> _Your goal_: Copy word for word the part of the essay about the character Nicko between "Getting to know" and "as Septimus did.", inclusive.
-- START Excerpt provided --
Getting to know Nicko
And then letting him go
Illustration by Mark Zug. Colourisation by Angie Sage.
I do like Nicko. He is the youngest of Septimus’s six older brothers and so is the nearest in age to Sep—two years older. However, they do not get to meet properly until Septimus is ten years old. Because the story really kicks off at this point Septimus and Nicko’s relationship develops at the same pace as the books themselves, just as it would have done in real life. Which meant that I got to know Nicko in the same, slow way as Septimus did.
A few chapters into writing MAGYK, I realised that I’d given myself a LOT of Heap brothers to write about—not to mention all the other characters that kept on appearing and insisting I wrote about them too. Sometimes it felt like they were all clamouring around me saying: ‘Me! Me! What about meeee?’. And so I began to learn the art of character management. First I discovered that it is very difficult to write a conversation between more than four characters. Three is an ideal number (Particularly when one is Marcia and she is getting really irritated about something. That is an absolute joy to write … but I digress). And as for keeping tabs on more than four characters’ internal dialogue, that is impossible.
And so there was no way I could successfully write all six Heap brothers at the same time. In the same place. Although this was not consciously done at the time, I now see that this does explain why I sent five of them: Jo-Jo, Edd, Erik, Sam and Simon off to go feral in the Forest. It kept them on hold and was a way of saving them up until later; it also gave them a different experience which I did not have to write about for a while. I also thought that the experiences that five teenage boys were most likely having in the Forest with a lot of young witches hanging around the place were not suitable material for a book aimed at age 8 years old and upwards. But that’s a whole other story, one I think that some fan fiction has picked up on.
Simon made a break from the Forest quite early but it didn’t do him much good. He still ended up mostly out of the way—chained to a radiator in the old Ladies’ Washroom, making small talk with the Supreme Custodian. So that took care of him. Sorry, Simon. You did rather draw the short straw. But you got your own back later …
So we are left with Nicko, which gave me with the perfect trio to write: Jenna, Septimus and Nicko. At first, of course—spoiler alert—Septimus is known as Boy 412, a child soldier in the Young Army. I had thought it would be Jenna who would be more sympathetic to the scrawny and scared boy soldier that Septimus is at this point. But I soon realised that Nicko was being surprisingly fair to the at times annoying, and possibly dangerous, Boy 412. Jenna was much quicker to anger. When they are being pursued by the deadly Hunter through Marcia’s Magykal fog, Jenna thinks Boy 412 is about to betray them and it is she who reacts.
Jenna, who had not been the only girl in a family of six boys without learning a thing or two, had Boy 412 facedown on the deck in an armlock.
“Let him go, Jen,” said Nicko.
“Why?” demanded Jenna.
“He’s only a silly boy.” Nicko says.
I like to think that even here Nicko has an inkling that Boy 412 is more to him that he understands right then. But who knows? It is still early on in the series and I was so caught up in the plot and that I hadn’t really thought about Septimus’s relationships with his many brothers.
-- END Excerpt provided --
-- START Data supplied --
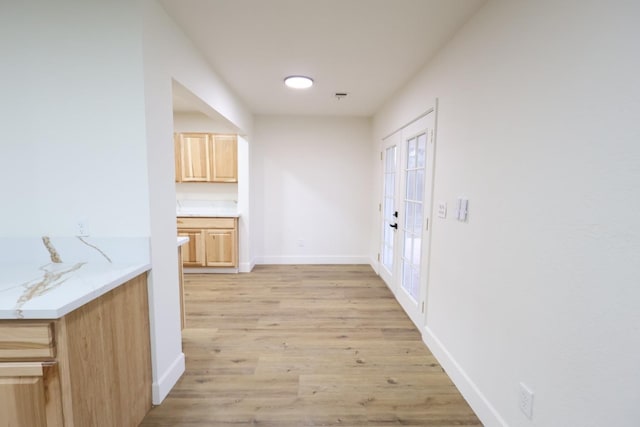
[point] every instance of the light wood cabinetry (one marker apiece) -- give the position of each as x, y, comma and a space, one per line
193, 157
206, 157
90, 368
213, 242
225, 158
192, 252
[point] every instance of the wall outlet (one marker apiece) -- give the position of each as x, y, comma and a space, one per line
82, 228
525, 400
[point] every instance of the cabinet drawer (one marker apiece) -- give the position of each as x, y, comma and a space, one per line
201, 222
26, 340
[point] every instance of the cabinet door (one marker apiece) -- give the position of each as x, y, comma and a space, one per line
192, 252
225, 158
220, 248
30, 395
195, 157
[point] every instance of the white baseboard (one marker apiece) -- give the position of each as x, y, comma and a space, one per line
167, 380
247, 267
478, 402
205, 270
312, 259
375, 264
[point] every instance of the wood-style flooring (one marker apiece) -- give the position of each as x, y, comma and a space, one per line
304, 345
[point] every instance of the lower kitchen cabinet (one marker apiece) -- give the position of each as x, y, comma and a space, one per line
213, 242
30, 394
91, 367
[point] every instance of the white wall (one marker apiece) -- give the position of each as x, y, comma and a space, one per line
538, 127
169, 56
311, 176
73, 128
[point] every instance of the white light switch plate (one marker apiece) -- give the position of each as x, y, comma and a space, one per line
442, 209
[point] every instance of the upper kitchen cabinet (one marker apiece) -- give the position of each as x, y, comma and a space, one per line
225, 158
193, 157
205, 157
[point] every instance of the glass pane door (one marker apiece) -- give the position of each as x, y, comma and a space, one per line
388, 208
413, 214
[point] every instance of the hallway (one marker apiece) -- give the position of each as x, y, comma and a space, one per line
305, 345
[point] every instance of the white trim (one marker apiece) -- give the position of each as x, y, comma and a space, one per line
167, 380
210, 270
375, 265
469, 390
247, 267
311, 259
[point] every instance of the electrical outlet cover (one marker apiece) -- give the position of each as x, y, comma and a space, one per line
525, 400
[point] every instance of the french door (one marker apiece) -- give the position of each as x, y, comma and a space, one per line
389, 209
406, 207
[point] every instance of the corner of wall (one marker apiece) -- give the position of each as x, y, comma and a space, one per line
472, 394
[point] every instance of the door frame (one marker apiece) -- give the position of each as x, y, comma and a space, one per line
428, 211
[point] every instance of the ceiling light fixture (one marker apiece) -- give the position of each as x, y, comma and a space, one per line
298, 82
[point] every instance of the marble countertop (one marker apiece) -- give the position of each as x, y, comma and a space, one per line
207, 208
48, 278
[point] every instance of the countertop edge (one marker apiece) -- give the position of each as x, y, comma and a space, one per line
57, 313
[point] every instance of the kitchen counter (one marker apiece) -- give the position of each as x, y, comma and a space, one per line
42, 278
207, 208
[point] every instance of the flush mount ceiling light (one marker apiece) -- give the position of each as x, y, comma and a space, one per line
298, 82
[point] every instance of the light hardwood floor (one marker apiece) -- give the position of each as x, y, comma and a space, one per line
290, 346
-- END Data supplied --
-- START Data supplied --
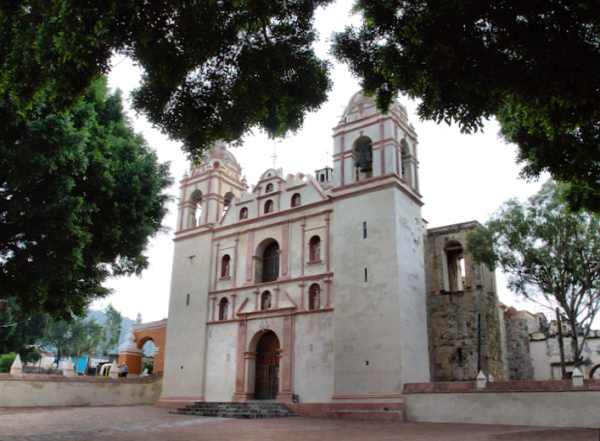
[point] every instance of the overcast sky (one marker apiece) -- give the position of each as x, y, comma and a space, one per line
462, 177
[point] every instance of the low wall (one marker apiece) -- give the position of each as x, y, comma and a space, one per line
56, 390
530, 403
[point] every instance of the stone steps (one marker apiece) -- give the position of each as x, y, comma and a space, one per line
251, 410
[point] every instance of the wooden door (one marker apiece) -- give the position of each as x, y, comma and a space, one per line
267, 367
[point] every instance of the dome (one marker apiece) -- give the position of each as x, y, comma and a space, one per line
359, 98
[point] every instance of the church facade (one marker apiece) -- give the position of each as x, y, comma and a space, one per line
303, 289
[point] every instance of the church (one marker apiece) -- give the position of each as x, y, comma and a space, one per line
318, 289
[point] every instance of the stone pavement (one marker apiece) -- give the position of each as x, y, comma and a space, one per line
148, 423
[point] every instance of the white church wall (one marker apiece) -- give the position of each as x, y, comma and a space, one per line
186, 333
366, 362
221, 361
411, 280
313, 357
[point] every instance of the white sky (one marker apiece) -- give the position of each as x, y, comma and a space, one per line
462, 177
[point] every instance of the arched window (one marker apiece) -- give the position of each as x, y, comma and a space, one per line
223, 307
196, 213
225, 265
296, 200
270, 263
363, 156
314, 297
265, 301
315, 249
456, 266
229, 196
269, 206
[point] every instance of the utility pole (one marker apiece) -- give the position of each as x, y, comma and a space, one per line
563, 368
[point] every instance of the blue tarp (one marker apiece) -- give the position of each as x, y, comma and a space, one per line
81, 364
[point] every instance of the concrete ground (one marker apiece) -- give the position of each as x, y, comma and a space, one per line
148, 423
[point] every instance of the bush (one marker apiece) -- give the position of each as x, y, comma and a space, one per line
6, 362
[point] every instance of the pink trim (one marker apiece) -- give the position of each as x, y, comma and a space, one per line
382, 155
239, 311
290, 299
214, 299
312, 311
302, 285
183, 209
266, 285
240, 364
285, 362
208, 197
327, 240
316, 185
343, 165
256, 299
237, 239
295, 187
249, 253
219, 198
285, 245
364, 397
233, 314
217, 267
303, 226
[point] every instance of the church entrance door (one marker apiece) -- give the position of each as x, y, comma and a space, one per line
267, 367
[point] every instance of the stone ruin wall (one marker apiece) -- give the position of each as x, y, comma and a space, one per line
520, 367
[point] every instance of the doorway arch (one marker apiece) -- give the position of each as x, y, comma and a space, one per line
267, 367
-- END Data supplied --
> _Correct result_:
Getting to know Nicko
And then letting him go
Illustration by Mark Zug. Colourisation by Angie Sage.
I do like Nicko. He is the youngest of Septimus’s six older brothers and so is the nearest in age to Sep—two years older. However, they do not get to meet properly until Septimus is ten years old. Because the story really kicks off at this point Septimus and Nicko’s relationship develops at the same pace as the books themselves, just as it would have done in real life. Which meant that I got to know Nicko in the same, slow way as Septimus did.